*Brano fornito*
Il malcostume savoiardo
C’è quindi da ritenere, e sono diverse le fonti di storici che concordano in merito, che l’origine della piaga della corruzione in Italia, sia attribuibile effettivamente ai savoiardi di cui Vittorio Emanuele II era il re, già prima dell’unificazione.
Del resto, che esistesse il mal costume nelle alte gerarchie savoiarde è un fatto risaputo … uno dei milanese che ne fece le spese, vivendo di persona il malcostume locale, fu proprio l’ing. Giovanni Battista Porta – l’ideatore del martello pneumatico – cui i savoiardi, con l’avallo dei ministri piemontesi conniventi e corrotti, rubarono l’idea che lui aveva proposto nel progetto presentato per il traforo del Frejus, brevettando la sua invenzione, a loro nome, per trarne illeciti profitti.
Leggi l’articolo che parla dell’ing. Giovanni Battista Porta
Storicamente pertanto, tutto cominciò a conclusione della seconda guerra d’indipendenza italiana, combattuta dalla coalizione franco-savoiarda contro gli austriaci, dal 27 aprile al 12 luglio 1859. L’armistizio di Villafranca (11-12 luglio 1859), siglò la sconfitta dell’Austria. Questa dovette cedere a cedere la Lombardia alla Francia. Quest’ultima, la girò poi al Regno di Sardegna. E fu così che, appena passata sotto i Savoia, il vento della corruzione non tardò a dilagare anche in Lombardia, cominciando per prima cosa, ovviamente, dalle Amministrazioni locali.
Un Sindaco scelto dal Re
Nel 1859, all’indomani dell’unità d’Italia, Antonio Beretta, membro della borghesia lombarda. fu eletto consigliere comunale della città meneghina.
Una apposita legge del 1859, emessa dal Regno di Sardegna, prevedeva che a capo dell’amministrazione comunale di Milano, ci fosse un sindaco con carica triennale, scelto e nominato dal re, tra i consiglieri comunali.
Così, dal 21 gennaio 1860, Beretta divenne il primo sindaco della città di Milano, inizialmente sotto il Regno di Sardegna, poi, dal 1861, sotto il Regno d’Italia.

*Istruzione data*
Prosegui il brano sul malcostume savoiardo e sul primo sindaco di Milano, riprendendo subito dopo la sua ultima frase. Le voci riportate più avanti non hanno alcun ruolo in questo lavoro.

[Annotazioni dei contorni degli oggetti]
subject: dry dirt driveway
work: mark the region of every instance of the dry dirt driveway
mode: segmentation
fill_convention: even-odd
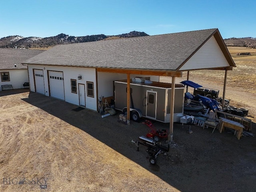
[[[176,124],[174,144],[154,166],[146,147],[137,152],[131,142],[149,131],[145,125],[77,107],[23,90],[0,92],[0,191],[255,191],[255,138],[196,126],[189,134]]]

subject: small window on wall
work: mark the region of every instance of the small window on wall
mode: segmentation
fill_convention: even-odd
[[[94,97],[94,94],[93,88],[93,82],[87,82],[87,96],[88,97]]]
[[[1,72],[1,80],[2,81],[10,81],[9,72]]]
[[[75,79],[71,79],[71,92],[77,93],[76,89],[76,80]]]

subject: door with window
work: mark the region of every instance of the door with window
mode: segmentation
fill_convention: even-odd
[[[152,119],[156,118],[156,101],[157,92],[147,90],[146,116]]]
[[[79,105],[85,107],[85,85],[78,84]]]
[[[35,90],[37,93],[45,94],[44,71],[41,69],[34,69]]]
[[[48,71],[50,96],[65,100],[64,79],[62,71]]]

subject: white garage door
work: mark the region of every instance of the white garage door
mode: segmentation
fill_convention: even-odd
[[[44,81],[43,70],[34,69],[34,73],[35,78],[36,92],[45,95],[44,82]]]
[[[65,100],[62,72],[49,71],[50,96]]]

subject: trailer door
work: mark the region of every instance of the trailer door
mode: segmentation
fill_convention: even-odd
[[[151,119],[156,118],[156,101],[157,92],[147,90],[146,116]]]

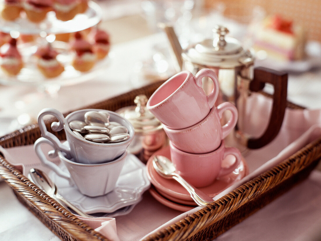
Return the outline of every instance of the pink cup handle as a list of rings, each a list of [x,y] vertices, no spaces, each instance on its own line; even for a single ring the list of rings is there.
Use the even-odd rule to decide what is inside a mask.
[[[223,160],[228,155],[233,155],[235,157],[236,160],[231,166],[228,167],[222,168],[219,173],[218,176],[219,177],[230,173],[237,168],[241,162],[242,155],[241,154],[241,153],[237,148],[235,147],[227,147],[225,148],[224,151],[224,155],[223,155]]]
[[[227,123],[222,127],[222,138],[224,139],[236,125],[239,116],[238,110],[235,106],[230,102],[222,103],[219,105],[217,108],[220,119],[222,118],[223,112],[224,111],[229,110],[231,112],[230,118]]]
[[[214,106],[219,95],[220,90],[219,80],[217,76],[214,71],[209,69],[202,69],[195,75],[196,85],[200,88],[202,88],[202,80],[204,77],[208,77],[211,79],[214,85],[213,89],[207,96],[207,103],[210,109],[211,109]]]

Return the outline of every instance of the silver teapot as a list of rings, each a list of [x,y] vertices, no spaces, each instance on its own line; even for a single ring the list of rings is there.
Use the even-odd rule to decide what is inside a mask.
[[[162,23],[159,26],[167,35],[177,61],[178,71],[187,70],[195,75],[207,68],[217,75],[221,101],[232,102],[238,109],[239,120],[235,133],[241,144],[249,148],[258,148],[274,138],[281,128],[286,105],[287,74],[255,68],[254,53],[245,49],[237,40],[227,36],[229,31],[224,26],[215,27],[213,39],[191,44],[183,49],[172,27]],[[274,86],[272,112],[265,131],[260,137],[254,138],[243,131],[247,99],[252,92],[262,90],[266,83]],[[212,80],[204,79],[203,87],[208,94],[213,88]]]

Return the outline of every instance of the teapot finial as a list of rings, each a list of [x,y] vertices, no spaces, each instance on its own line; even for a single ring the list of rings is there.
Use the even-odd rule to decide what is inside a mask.
[[[226,27],[220,25],[217,25],[213,29],[214,35],[218,35],[218,37],[215,37],[213,41],[213,46],[215,48],[219,49],[224,47],[226,45],[226,41],[225,40],[225,36],[228,34],[230,31]]]

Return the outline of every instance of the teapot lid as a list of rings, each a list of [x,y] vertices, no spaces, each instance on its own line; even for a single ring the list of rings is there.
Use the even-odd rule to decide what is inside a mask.
[[[162,124],[146,107],[148,100],[145,95],[139,95],[134,100],[136,106],[125,107],[116,112],[130,122],[138,134],[147,134],[163,129]]]
[[[227,28],[216,25],[213,30],[213,39],[205,39],[190,46],[182,53],[190,61],[208,67],[230,68],[253,63],[254,55],[245,50],[239,42],[226,37]]]

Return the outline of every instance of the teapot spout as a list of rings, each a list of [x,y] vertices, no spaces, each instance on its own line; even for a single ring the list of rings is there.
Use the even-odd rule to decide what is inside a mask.
[[[183,69],[183,59],[182,58],[182,49],[177,36],[175,33],[172,26],[162,22],[159,23],[158,25],[158,27],[164,31],[167,36],[174,55],[177,60],[178,64],[176,68],[176,70],[177,72],[179,72]]]

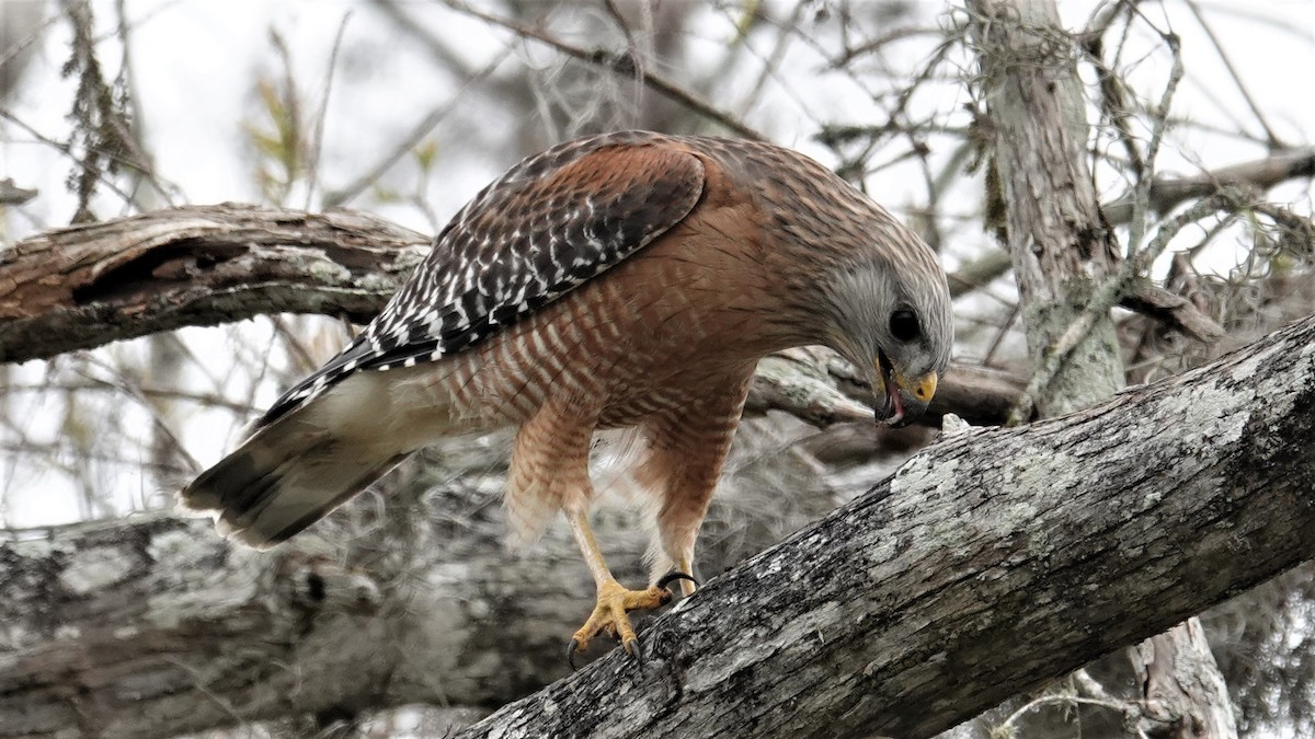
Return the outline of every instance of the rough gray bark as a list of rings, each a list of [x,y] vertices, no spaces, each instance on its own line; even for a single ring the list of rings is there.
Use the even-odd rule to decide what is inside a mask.
[[[366,321],[427,249],[363,213],[238,204],[49,231],[0,251],[0,362],[264,313]]]
[[[1315,556],[1315,320],[972,430],[463,736],[928,736]]]
[[[1090,128],[1074,42],[1055,4],[974,0],[969,9],[1027,346],[1039,358],[1118,271],[1119,251],[1086,164]],[[1122,379],[1114,321],[1105,316],[1036,405],[1045,416],[1068,413],[1105,400]]]
[[[1315,556],[1312,347],[1315,318],[1064,418],[942,441],[660,617],[642,669],[614,651],[469,735],[927,736],[1132,644]],[[463,538],[493,494],[434,501],[442,517],[355,558],[373,571],[313,536],[260,555],[170,518],[5,543],[0,735],[488,705],[490,685],[562,676],[550,655],[588,581],[562,597],[573,560]],[[429,569],[389,559],[430,550]]]
[[[1088,304],[1120,270],[1120,250],[1086,164],[1090,126],[1074,41],[1060,26],[1053,0],[972,0],[969,7],[1027,343],[1041,367],[1070,326],[1090,317]],[[1273,176],[1282,179],[1290,168]],[[1041,416],[1057,416],[1098,402],[1123,383],[1114,321],[1105,310],[1035,400]],[[1145,665],[1144,711],[1178,717],[1180,736],[1236,736],[1223,677],[1208,644],[1193,634],[1201,634],[1194,618],[1144,647],[1164,660]]]
[[[50,231],[0,251],[0,362],[264,313],[366,322],[427,249],[427,237],[362,213],[238,204]],[[871,418],[836,391],[871,402],[851,379],[828,356],[784,352],[760,373],[746,412],[785,410],[819,425]],[[956,413],[998,423],[1020,387],[1003,372],[955,367],[923,422]]]

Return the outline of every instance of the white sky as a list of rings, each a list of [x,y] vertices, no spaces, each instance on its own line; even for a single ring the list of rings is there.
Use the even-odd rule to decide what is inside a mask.
[[[16,0],[0,0],[12,4]],[[506,43],[506,34],[490,32],[484,24],[464,18],[434,3],[408,0],[405,12],[434,34],[460,39],[458,51],[471,59],[471,68],[481,67]],[[485,3],[487,7],[496,7]],[[776,3],[786,7],[784,1]],[[93,3],[97,22],[109,36],[114,18],[113,0]],[[435,72],[427,54],[409,37],[383,21],[363,0],[125,0],[132,28],[132,64],[134,87],[141,105],[139,125],[149,149],[155,155],[160,176],[176,187],[176,203],[258,201],[259,191],[252,178],[252,156],[247,128],[260,122],[252,80],[259,75],[280,75],[271,43],[271,32],[280,34],[291,51],[293,72],[301,84],[308,107],[317,108],[327,79],[334,38],[346,20],[343,57],[334,72],[333,89],[325,114],[322,181],[329,188],[342,187],[371,167],[430,110],[452,99],[464,80]],[[924,8],[942,9],[940,3]],[[1090,16],[1090,1],[1060,1],[1065,22],[1080,26]],[[1208,43],[1182,3],[1169,3],[1168,9],[1141,4],[1144,12],[1161,25],[1168,14],[1174,30],[1184,38],[1184,58],[1189,78],[1184,82],[1174,112],[1220,130],[1241,128],[1258,134],[1260,126]],[[1224,51],[1252,92],[1257,105],[1277,134],[1293,145],[1310,145],[1315,139],[1315,96],[1310,93],[1310,74],[1315,70],[1315,3],[1306,0],[1258,0],[1201,3],[1208,22],[1220,37]],[[1243,12],[1245,11],[1245,12]],[[930,11],[928,11],[930,12]],[[4,22],[0,5],[0,22]],[[692,25],[689,33],[696,57],[715,63],[731,38],[730,18],[707,13],[706,22]],[[70,33],[64,22],[54,22],[41,43],[21,87],[5,108],[43,137],[67,135],[64,116],[70,108],[72,83],[60,79],[59,67],[66,58]],[[577,39],[586,43],[586,38]],[[772,36],[750,39],[753,53],[767,54]],[[1141,43],[1145,53],[1148,43]],[[101,62],[107,76],[117,68],[117,45],[107,42]],[[907,49],[914,49],[909,46]],[[538,46],[518,46],[521,59],[546,68],[551,55]],[[800,43],[792,46],[782,68],[797,79],[773,80],[764,103],[748,114],[748,122],[767,131],[776,141],[800,147],[834,164],[828,153],[814,143],[817,120],[872,122],[880,108],[864,95],[856,95],[851,80],[839,75],[818,74],[815,53]],[[1164,57],[1148,54],[1130,57],[1132,82],[1155,99],[1168,74]],[[905,60],[910,68],[914,60]],[[509,66],[514,70],[514,66]],[[736,89],[748,80],[726,83],[714,101],[723,108],[736,105]],[[922,93],[918,107],[928,110],[955,110],[968,101],[955,84]],[[454,114],[451,124],[439,126],[435,141],[437,181],[429,188],[430,204],[439,221],[446,220],[485,181],[514,163],[510,153],[489,151],[488,141],[497,139],[509,126],[505,110],[483,109],[471,114]],[[1162,153],[1165,172],[1194,172],[1201,166],[1218,167],[1265,154],[1264,146],[1232,135],[1214,135],[1201,130],[1174,131]],[[948,155],[948,153],[945,153]],[[1199,158],[1199,159],[1198,159]],[[0,121],[0,179],[13,178],[21,187],[38,188],[42,196],[20,212],[0,216],[0,238],[13,239],[36,230],[67,222],[72,199],[64,193],[68,162],[51,146],[34,141],[16,126]],[[414,167],[398,167],[389,185],[410,187]],[[911,167],[892,168],[871,178],[873,195],[898,210],[914,203],[909,191],[920,178]],[[1107,185],[1106,195],[1118,188]],[[288,205],[301,206],[304,192]],[[1307,184],[1290,185],[1277,193],[1279,201],[1304,204],[1310,212],[1311,192]],[[112,197],[99,201],[103,217],[122,212]],[[317,201],[312,201],[312,206]],[[156,203],[163,205],[163,203]],[[433,231],[425,213],[405,204],[380,203],[362,197],[351,204],[368,208],[402,225]],[[976,206],[976,201],[973,201]],[[964,210],[964,214],[969,214]],[[964,243],[951,249],[947,259],[972,255],[988,242],[980,229],[964,229]],[[1240,247],[1239,247],[1240,249]],[[1219,256],[1226,271],[1235,258]],[[206,333],[209,331],[209,333]],[[199,330],[189,337],[226,346],[220,330]],[[191,341],[191,339],[189,339]],[[120,347],[116,351],[132,352]],[[231,354],[216,352],[208,359],[216,364],[231,362]],[[222,375],[218,367],[212,367]],[[12,375],[21,383],[41,383],[45,372],[39,363],[29,363]],[[220,389],[238,394],[242,381],[221,381]],[[271,400],[275,385],[262,388],[260,397]],[[58,414],[42,414],[39,406],[11,398],[4,406],[11,414],[22,414],[18,422],[34,437],[59,433]],[[49,410],[49,409],[47,409]],[[132,413],[132,410],[125,410]],[[145,414],[139,414],[145,423]],[[42,427],[42,418],[45,426]],[[233,422],[224,414],[197,414],[181,431],[189,450],[203,463],[213,462],[229,443]],[[68,521],[78,515],[67,483],[51,471],[26,468],[17,471],[12,456],[0,454],[0,485],[7,494],[0,501],[0,526],[37,526]],[[124,479],[129,498],[153,494],[139,479]],[[125,504],[132,508],[132,504]]]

*Risposta al compito*
Più bandi per un progetto ambizioso
La prima idea di una via commerciale che collegasse piazza Duomo a piazza della Scala, fu del patriota e scrittore Carlo Cattaneo, nel 1839. Ma quell’idea, restò lettera morta per altri vent’anni. I tempi, evidentemente, non erano ancora sufficientemente maturi. Poi, andati finalmente via gli ultimi occupanti austriaci, si rispolverò nuovamente l’idea del Cattaneo, questa volta con maggior successo.
In effetti, nel 1859, per saggiare il terreno, qualcuno organizzò una prima gara, di generica risistemazione del centro città, coinvolgendo i migliori architetti del momento. Presentarono tantissimi progetti, ma nessuno giudicato papabile, perché o troppo ‘dimessi’ rispetto alle aspettative, quindi inadeguati, o troppo ‘grandiosi’. Mancava la classica via di mezzo … C’era anche un problema di tempi e costi da non sottovalutare … a quelli vivi della costruzione in sé, bisognava anche aggiungere i costi non irrilevanti degli espropri, delle demolizioni e della rimozione delle macerie.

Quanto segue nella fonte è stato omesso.